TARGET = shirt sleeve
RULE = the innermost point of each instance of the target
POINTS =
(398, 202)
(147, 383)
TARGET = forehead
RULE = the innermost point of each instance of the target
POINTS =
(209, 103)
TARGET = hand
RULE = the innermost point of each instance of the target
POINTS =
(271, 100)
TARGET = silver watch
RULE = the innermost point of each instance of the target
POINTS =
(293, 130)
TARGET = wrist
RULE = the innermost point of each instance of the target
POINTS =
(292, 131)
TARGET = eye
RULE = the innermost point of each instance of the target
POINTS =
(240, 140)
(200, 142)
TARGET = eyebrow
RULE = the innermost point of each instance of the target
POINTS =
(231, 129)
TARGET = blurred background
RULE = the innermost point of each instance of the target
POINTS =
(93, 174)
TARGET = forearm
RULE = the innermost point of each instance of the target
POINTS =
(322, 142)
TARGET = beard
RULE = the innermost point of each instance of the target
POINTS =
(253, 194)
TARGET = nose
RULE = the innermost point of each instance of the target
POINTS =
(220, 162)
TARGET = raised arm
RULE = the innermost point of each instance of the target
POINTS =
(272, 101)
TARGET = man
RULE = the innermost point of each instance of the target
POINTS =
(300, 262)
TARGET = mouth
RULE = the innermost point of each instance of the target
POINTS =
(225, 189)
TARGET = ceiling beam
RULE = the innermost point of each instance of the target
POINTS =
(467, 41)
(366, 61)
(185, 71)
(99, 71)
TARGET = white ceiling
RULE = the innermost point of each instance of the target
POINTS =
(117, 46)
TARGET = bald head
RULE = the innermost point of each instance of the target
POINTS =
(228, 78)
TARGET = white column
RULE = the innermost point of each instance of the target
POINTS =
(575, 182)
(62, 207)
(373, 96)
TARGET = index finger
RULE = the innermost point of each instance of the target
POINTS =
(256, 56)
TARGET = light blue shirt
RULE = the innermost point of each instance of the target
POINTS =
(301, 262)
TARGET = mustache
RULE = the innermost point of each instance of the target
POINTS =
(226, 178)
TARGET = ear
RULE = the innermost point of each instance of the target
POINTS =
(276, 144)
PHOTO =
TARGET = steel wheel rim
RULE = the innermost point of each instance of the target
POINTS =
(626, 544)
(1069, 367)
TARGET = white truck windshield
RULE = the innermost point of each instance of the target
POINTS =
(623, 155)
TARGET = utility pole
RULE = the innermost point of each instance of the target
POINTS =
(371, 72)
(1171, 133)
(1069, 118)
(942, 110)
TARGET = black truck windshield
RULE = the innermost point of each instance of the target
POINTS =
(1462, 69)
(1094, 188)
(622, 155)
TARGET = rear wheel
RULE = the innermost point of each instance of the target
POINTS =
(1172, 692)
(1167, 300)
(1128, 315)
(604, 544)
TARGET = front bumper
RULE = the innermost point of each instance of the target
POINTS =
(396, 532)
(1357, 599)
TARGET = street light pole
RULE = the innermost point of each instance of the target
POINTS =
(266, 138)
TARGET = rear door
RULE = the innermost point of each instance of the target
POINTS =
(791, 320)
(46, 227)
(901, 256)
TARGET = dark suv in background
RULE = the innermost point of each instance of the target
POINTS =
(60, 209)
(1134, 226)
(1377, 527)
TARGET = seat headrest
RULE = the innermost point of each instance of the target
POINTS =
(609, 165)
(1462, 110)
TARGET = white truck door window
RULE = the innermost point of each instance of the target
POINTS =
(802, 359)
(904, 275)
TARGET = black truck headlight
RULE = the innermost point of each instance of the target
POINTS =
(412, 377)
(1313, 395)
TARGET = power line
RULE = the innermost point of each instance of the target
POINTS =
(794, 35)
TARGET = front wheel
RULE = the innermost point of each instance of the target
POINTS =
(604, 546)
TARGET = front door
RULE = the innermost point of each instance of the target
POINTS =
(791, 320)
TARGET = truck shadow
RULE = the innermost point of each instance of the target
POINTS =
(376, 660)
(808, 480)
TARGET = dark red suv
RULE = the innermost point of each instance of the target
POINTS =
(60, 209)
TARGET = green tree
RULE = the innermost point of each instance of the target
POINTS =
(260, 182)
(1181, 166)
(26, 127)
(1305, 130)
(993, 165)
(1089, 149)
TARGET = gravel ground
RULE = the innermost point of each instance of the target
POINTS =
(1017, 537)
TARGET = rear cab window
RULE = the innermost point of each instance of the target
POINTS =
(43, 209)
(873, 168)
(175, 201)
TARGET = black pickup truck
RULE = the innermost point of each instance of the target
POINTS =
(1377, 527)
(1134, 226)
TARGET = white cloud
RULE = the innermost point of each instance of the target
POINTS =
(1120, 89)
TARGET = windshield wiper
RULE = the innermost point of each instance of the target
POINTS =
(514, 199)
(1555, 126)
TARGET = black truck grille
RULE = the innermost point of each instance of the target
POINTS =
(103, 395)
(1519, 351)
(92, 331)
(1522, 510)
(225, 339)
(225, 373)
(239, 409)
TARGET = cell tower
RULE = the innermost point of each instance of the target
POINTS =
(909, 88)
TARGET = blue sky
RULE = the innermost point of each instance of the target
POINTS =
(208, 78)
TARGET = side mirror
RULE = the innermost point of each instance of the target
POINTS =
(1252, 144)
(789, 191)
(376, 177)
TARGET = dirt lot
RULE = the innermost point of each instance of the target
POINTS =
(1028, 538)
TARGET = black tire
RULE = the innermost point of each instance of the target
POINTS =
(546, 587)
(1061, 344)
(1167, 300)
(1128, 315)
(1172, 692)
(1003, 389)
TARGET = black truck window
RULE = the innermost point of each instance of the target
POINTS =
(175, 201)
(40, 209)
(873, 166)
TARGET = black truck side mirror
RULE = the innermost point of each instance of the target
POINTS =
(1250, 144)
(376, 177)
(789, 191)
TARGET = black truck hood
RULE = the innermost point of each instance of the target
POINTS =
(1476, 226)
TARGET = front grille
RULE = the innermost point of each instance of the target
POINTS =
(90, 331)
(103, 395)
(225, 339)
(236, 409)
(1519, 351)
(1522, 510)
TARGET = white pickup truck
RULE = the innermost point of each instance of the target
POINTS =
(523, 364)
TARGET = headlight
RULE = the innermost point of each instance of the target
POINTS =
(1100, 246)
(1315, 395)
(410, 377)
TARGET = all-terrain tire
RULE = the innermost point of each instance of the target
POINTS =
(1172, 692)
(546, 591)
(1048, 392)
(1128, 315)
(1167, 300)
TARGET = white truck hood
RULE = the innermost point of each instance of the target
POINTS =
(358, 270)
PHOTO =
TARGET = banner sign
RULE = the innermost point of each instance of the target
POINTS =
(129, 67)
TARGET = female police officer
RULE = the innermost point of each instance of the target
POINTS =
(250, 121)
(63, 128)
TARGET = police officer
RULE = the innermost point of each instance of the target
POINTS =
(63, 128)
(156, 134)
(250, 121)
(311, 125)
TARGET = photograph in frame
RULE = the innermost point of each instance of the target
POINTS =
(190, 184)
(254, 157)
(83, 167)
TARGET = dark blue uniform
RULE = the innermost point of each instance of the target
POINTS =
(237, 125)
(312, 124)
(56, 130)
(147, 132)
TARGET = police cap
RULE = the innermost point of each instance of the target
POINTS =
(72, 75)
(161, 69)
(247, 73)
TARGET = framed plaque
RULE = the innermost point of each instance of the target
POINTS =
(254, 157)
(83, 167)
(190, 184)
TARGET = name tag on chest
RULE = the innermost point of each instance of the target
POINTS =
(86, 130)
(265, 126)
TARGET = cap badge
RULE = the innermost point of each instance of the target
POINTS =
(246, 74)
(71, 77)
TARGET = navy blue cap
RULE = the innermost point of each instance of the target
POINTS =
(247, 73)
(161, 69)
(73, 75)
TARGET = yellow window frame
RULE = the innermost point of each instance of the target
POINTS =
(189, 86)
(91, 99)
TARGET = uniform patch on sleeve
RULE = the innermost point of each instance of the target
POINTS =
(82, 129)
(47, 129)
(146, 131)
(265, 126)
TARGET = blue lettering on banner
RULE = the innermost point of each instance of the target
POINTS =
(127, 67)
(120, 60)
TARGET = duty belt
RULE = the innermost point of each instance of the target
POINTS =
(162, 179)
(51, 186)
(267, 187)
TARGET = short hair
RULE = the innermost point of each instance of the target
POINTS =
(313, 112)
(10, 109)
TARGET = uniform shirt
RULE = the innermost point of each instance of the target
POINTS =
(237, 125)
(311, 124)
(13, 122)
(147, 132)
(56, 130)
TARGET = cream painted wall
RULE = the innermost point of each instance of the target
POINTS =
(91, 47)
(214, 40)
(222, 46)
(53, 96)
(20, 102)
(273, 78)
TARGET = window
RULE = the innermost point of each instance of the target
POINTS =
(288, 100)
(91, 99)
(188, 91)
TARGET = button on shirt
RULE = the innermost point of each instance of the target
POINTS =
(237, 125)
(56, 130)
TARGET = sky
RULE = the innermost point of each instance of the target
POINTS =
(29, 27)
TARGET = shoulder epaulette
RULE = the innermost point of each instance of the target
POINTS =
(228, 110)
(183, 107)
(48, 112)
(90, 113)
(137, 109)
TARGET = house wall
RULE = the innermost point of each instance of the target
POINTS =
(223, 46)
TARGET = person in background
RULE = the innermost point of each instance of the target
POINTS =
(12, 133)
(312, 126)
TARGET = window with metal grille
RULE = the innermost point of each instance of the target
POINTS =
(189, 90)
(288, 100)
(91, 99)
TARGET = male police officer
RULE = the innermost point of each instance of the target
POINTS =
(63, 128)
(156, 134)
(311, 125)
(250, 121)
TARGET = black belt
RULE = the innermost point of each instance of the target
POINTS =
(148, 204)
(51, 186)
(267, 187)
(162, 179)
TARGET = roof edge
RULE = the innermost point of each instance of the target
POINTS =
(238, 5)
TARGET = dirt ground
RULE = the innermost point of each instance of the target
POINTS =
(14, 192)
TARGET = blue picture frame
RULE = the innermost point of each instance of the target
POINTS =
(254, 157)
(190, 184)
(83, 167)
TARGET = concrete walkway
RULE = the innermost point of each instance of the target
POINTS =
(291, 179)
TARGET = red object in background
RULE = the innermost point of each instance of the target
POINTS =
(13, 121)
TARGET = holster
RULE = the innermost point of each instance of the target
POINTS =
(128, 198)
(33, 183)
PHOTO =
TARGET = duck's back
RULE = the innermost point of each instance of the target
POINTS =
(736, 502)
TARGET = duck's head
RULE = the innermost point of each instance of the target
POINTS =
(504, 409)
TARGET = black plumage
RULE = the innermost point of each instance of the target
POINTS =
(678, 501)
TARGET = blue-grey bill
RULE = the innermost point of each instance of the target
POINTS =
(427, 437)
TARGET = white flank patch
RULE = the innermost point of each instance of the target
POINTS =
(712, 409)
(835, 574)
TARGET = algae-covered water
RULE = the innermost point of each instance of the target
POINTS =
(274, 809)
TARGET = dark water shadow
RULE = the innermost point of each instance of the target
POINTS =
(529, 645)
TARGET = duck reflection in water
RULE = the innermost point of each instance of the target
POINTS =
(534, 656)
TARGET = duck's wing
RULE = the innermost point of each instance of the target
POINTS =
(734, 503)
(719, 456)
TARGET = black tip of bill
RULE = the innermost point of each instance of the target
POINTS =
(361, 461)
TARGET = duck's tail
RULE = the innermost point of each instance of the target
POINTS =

________________________________________

- Problem details:
Reproduce word for word the part of the records that begins with the line containing "TARGET = black tip of bill" and continues through the end of the records, with both ends included.

- Task answer:
TARGET = black tip of bill
RULE = the innermost point of each instance of the target
POINTS =
(361, 461)
TARGET = duck's tail
RULE = the innermost point of each instance of the target
POINTS =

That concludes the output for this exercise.